John Owen, The Works of John Owen, ed. William H. Goold, vol. 6 (Edinburgh: T&T Clark, n.d.), 547.

This struggle with one’s faith seeking assurance was a matter not uncommon among the Puritans. The whole could be a matter of mere morbid self-introspection leading to despair unless a clear eye is kept upon the absolutely graciousness of God.

A key to seeing this in Taylor’s poem is the use of the word “strange.” When he looks at himself he calls himself a “strange strange thing.” His strangeness in that instance is willingness to sin and lack of hatred for his sin. But here he sees something strange – but it is come from God:

                        What strange thing’s in me?

Enriched thus by thy legacy?

In himself he is strange to not love God more. And here he sees a strange work of God to enrich him by God’s grace.

I must admit I am not quite sure of his reference here:

                                    Yet find

When one small twig’s broke off, the breach should be

Such an enfeebling thing upon my mind.

I don’t know what he means by a twig being broken off. In the next lines he will speak to how little he will be asking from God (because God’s well of grace is so great), and that could be a possible reference to this “small twig”.

============

## EXERCISE DIRECTIONS
Reproduce the passage on Taylor's poem word for word, from "Enriched thus by" up to and including "upon my mind.". The listing here was taken from a separate source.

Stored data
============

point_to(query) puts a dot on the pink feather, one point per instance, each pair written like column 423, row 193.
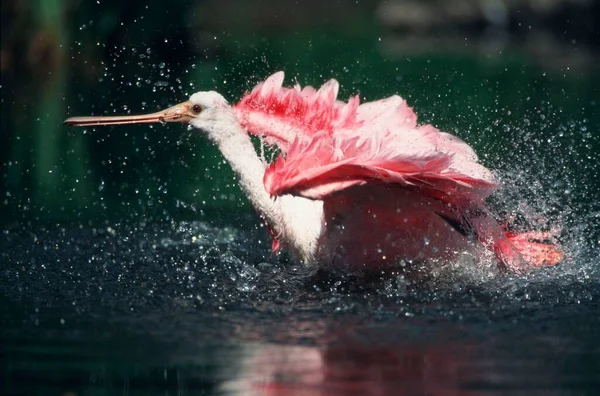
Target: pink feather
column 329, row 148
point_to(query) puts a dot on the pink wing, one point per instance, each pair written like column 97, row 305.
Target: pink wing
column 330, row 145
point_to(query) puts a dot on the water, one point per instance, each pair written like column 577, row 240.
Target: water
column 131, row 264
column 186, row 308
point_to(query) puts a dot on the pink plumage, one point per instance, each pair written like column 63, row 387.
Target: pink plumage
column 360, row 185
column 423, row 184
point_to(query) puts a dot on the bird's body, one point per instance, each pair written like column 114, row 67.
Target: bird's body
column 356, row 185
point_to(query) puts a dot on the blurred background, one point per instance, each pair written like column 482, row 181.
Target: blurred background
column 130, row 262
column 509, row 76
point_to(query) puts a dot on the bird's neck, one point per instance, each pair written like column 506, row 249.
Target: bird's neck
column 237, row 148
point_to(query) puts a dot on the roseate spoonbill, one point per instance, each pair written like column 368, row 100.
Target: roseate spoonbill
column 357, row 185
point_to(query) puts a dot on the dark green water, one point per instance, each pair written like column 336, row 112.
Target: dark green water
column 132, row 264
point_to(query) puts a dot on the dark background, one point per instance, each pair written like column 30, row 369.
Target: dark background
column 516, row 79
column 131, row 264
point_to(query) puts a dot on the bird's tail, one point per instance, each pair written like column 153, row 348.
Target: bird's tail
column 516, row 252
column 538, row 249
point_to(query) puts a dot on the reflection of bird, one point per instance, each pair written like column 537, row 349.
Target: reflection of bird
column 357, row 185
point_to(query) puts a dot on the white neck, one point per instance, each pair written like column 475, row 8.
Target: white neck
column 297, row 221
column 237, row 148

============

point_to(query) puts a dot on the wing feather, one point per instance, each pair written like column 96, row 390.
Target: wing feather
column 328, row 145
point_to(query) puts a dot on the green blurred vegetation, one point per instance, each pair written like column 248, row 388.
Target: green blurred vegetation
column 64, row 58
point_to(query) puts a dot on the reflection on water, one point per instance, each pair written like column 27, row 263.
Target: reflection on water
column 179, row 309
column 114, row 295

============

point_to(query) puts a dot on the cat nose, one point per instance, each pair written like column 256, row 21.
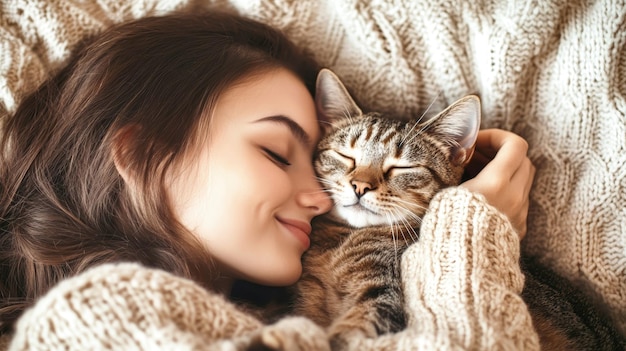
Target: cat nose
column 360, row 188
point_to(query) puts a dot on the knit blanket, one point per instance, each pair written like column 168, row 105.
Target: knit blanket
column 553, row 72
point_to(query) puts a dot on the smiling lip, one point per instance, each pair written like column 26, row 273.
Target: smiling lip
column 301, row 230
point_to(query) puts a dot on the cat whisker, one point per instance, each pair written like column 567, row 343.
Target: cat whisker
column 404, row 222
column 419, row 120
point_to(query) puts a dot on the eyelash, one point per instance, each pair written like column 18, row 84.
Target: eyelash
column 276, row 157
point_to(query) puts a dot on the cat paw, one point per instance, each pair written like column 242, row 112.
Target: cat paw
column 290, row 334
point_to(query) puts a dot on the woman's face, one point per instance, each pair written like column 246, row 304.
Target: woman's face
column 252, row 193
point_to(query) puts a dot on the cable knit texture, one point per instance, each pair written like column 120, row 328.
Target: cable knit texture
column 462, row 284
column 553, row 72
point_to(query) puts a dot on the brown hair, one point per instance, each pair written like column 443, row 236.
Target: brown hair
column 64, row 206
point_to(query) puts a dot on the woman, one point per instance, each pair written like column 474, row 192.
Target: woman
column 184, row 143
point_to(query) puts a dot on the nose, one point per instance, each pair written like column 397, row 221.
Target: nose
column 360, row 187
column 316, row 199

============

## EXERCISE SOLUTION
Enriched thus by thy legacy?

In himself he is strange to not love God more. And here he sees a strange work of God to enrich him by God’s grace.

I must admit I am not quite sure of his reference here:

                                    Yet find

When one small twig’s broke off, the breach should be

Such an enfeebling thing upon my mind.